WHAT IS REQUIRED: This exercise calls for an exact transcription. Set down every record below.

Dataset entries
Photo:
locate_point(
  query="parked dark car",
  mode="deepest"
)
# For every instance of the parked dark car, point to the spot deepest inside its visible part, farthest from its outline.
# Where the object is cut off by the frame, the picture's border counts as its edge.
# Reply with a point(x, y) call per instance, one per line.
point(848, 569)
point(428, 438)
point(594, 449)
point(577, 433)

WRITTEN ANSWER:
Photo:
locate_point(
  query="parked dark car",
  mode="deepest"
)
# For every instance of the parked dark car, point to the spot deepest inside its visible part, farthest from its outline.
# Where the object is cut off by the frame, the picture's border counts as its edge.
# Reply with a point(x, y) call per instance, one per line.
point(848, 569)
point(428, 438)
point(594, 449)
point(577, 433)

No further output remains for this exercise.